What is required — Please copy each line of the listing below in which the word "beneath" appears.

Material for this exercise —

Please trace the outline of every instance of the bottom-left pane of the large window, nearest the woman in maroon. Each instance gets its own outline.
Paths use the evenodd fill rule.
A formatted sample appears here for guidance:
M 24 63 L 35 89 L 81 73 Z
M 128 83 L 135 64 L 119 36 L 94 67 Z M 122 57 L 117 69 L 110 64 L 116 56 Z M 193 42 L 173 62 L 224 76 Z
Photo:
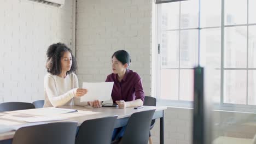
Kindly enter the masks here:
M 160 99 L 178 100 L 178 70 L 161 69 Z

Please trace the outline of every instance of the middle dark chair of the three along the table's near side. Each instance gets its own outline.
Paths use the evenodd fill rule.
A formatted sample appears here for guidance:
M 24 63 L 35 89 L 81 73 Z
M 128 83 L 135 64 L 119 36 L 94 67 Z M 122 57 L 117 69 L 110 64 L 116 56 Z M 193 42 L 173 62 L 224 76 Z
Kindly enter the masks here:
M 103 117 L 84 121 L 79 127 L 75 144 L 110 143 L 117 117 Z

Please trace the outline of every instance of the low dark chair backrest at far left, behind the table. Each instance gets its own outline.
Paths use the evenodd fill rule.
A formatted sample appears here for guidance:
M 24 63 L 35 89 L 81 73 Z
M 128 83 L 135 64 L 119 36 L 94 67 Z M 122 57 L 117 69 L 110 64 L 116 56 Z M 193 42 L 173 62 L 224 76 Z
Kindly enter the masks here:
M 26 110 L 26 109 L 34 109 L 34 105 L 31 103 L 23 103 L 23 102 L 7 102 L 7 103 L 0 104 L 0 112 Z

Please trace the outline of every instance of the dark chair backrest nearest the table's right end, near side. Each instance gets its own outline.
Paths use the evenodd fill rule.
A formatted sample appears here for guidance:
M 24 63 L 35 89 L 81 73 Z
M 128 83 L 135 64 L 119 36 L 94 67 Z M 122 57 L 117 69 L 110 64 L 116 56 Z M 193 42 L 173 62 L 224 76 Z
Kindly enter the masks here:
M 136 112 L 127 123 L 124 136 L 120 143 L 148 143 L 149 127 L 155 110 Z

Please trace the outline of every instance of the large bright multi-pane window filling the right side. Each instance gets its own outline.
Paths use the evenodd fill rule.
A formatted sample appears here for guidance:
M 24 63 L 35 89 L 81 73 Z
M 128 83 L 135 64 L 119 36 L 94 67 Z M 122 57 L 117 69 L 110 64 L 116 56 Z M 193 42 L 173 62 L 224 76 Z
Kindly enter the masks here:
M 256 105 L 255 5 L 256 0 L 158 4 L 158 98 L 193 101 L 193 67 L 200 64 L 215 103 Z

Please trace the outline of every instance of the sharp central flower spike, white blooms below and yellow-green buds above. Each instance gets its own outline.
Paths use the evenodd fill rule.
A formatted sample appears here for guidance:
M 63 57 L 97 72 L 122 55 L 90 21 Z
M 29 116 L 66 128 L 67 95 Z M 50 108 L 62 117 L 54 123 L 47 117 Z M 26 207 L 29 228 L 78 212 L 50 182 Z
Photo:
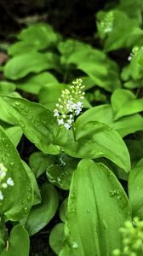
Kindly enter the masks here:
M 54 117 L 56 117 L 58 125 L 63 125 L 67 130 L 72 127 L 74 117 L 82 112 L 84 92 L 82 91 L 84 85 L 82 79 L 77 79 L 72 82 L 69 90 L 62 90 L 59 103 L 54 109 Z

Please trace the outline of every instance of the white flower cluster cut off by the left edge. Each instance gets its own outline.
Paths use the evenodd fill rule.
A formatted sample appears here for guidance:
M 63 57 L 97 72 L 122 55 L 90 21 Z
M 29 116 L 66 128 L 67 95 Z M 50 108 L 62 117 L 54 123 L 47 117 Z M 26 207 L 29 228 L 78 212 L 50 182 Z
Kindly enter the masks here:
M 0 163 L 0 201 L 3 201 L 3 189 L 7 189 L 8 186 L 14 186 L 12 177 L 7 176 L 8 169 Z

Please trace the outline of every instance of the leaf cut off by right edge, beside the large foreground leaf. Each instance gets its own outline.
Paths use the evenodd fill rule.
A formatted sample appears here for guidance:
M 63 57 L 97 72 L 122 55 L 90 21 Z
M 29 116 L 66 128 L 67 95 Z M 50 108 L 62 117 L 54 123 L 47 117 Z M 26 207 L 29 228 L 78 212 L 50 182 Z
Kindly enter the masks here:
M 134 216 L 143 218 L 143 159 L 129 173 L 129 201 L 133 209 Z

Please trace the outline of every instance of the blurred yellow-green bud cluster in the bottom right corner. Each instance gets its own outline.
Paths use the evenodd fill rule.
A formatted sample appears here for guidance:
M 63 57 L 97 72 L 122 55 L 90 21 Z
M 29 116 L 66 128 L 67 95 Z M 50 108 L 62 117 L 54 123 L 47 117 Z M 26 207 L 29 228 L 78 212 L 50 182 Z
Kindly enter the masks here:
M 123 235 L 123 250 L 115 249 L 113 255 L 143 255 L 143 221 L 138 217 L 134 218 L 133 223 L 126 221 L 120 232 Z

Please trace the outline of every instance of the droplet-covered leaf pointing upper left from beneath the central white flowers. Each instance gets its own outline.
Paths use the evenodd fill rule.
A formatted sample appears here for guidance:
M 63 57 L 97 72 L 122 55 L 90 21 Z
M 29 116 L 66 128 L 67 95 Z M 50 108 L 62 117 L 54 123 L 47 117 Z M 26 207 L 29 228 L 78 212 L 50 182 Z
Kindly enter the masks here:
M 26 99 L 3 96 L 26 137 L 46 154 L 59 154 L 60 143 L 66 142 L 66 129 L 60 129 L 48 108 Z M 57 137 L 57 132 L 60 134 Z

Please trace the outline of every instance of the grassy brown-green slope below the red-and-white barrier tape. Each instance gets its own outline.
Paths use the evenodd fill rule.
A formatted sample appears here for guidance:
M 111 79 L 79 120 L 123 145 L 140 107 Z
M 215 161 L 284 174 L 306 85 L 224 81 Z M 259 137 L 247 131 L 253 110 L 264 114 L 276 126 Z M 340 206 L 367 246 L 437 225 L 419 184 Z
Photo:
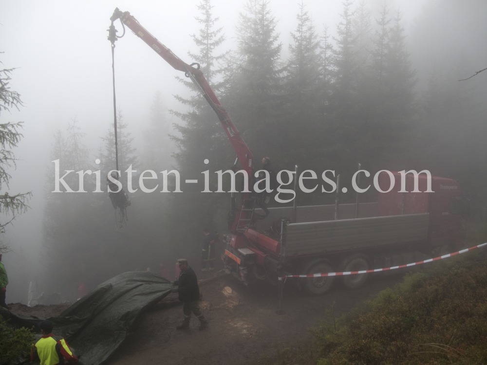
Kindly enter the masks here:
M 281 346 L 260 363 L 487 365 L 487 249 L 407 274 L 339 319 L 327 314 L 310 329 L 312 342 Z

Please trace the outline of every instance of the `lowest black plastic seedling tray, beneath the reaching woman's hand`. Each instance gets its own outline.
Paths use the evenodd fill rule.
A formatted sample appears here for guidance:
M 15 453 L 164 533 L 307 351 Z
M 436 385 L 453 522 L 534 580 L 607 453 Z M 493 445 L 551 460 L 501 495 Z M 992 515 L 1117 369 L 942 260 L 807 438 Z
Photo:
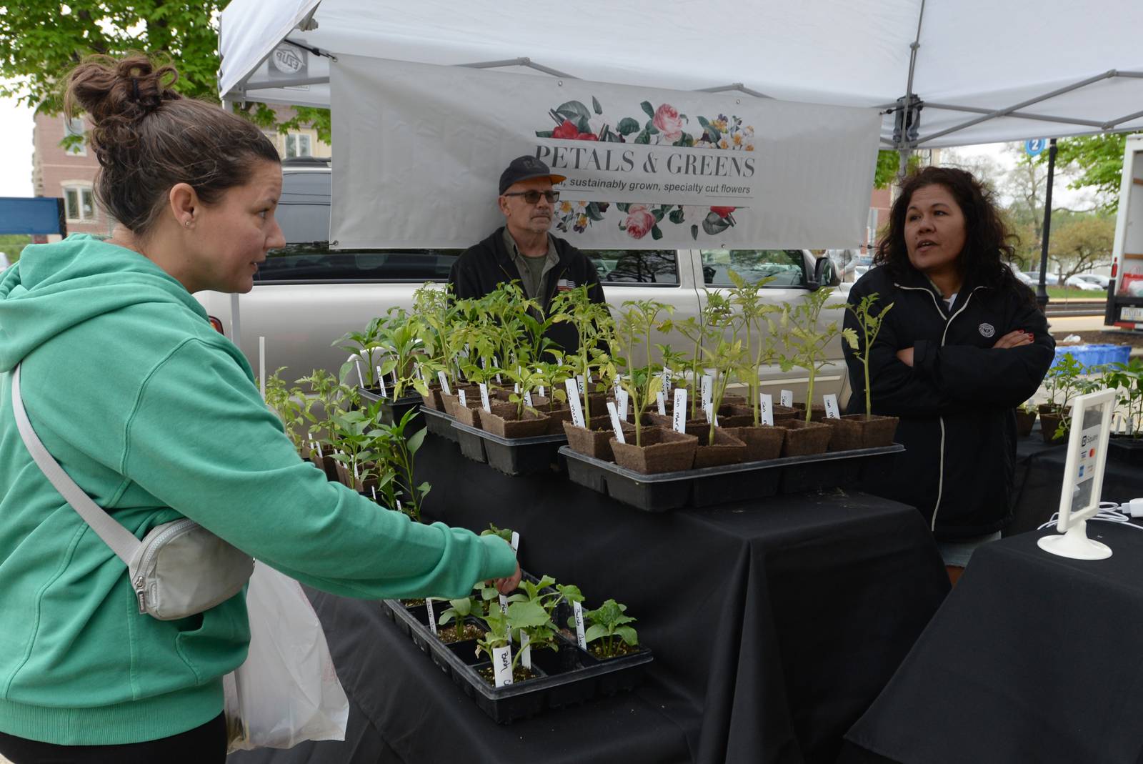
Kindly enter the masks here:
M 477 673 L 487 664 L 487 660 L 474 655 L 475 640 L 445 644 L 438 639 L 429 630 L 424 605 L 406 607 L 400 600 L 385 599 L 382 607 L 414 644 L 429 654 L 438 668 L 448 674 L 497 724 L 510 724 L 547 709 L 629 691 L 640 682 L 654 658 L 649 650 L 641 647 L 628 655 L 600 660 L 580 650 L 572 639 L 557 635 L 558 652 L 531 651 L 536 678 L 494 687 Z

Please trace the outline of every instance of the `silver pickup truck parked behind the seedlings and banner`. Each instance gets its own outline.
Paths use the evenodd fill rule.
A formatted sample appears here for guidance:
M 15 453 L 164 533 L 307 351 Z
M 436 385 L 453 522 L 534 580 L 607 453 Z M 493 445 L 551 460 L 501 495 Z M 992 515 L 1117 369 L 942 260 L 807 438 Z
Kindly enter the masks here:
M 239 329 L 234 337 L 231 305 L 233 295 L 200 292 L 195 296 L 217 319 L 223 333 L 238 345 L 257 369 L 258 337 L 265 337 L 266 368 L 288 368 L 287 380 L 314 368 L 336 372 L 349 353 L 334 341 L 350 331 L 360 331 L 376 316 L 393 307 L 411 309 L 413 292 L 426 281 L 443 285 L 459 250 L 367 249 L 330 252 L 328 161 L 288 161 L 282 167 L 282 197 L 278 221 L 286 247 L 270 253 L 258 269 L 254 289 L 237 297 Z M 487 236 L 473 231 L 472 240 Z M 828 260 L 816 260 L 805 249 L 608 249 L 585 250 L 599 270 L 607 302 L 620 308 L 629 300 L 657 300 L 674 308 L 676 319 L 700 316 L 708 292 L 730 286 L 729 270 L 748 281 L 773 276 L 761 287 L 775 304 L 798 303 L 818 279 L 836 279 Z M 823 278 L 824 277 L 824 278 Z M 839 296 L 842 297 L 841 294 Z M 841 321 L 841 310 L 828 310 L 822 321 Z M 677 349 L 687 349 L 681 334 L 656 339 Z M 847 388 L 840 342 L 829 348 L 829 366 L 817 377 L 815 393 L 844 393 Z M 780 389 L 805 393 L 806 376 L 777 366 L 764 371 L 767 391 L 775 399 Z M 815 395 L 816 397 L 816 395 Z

Result for this task —
Please trace the outline of every instance of the droplet-covered leaf pointing upper left from beneath the central white flowers. Each instance gets its own outline.
Please trace the outline of every instance of the `lowest black plastic seedling tray, beneath the reaching woman's hand`. Each instance gets its own outline.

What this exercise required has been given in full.